─── Records shown
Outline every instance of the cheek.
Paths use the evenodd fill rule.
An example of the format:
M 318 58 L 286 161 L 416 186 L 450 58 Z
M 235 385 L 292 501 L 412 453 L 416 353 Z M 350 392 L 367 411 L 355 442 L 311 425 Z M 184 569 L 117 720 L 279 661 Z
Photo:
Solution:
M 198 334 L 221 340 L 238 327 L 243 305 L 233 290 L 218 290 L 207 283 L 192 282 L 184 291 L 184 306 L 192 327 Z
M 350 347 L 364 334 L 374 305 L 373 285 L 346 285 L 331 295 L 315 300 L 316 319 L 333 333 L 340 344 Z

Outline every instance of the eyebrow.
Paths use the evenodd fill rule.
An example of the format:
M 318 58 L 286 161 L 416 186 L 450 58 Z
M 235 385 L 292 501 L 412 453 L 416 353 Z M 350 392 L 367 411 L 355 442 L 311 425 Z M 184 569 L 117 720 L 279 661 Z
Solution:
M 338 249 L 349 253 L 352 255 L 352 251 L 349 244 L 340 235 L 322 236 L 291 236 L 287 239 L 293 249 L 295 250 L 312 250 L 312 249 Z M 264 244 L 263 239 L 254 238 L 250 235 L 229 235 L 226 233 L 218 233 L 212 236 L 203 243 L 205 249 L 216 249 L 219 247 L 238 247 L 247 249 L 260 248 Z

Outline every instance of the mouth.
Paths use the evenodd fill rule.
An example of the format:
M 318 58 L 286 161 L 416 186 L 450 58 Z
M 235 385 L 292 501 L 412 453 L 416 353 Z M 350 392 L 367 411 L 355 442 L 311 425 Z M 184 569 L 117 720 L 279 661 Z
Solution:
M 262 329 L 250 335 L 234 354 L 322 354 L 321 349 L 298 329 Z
──────
• _Exercise task_
Reproduce every line of the entries, requests included, from the line containing "Outline every instance of the eyebrow." through the end of the entries, and raise each coordinate in the outline answers by 105. The format samples stay unchanged.

• _Final answer_
Outline every instance of the eyebrow.
Paths use the evenodd fill rule.
An example of the format:
M 318 58 L 286 161 L 416 186 L 450 58 Z
M 235 385 L 292 501 L 412 453 L 416 353 Z M 350 392 L 367 411 L 355 442 L 311 425 Z M 184 569 L 117 720 L 279 661 Z
Solution:
M 443 354 L 454 358 L 457 360 L 457 356 L 454 349 L 445 340 L 427 341 L 396 341 L 392 344 L 398 354 L 400 355 L 417 355 L 417 354 Z M 369 349 L 368 344 L 359 343 L 355 340 L 334 340 L 331 338 L 323 338 L 317 341 L 308 348 L 310 354 L 321 354 L 324 352 L 343 352 L 352 354 L 365 353 Z

Outline every instance of the mouth.
Paths use the evenodd fill rule.
An example of the format:
M 318 58 L 286 161 L 416 186 L 450 58 Z
M 235 385 L 292 501 L 412 453 L 416 353 Z M 350 392 L 367 411 L 355 442 L 311 425 Z M 184 569 L 117 720 L 279 661 Z
Solution:
M 367 434 L 355 440 L 339 459 L 427 459 L 426 454 L 403 434 Z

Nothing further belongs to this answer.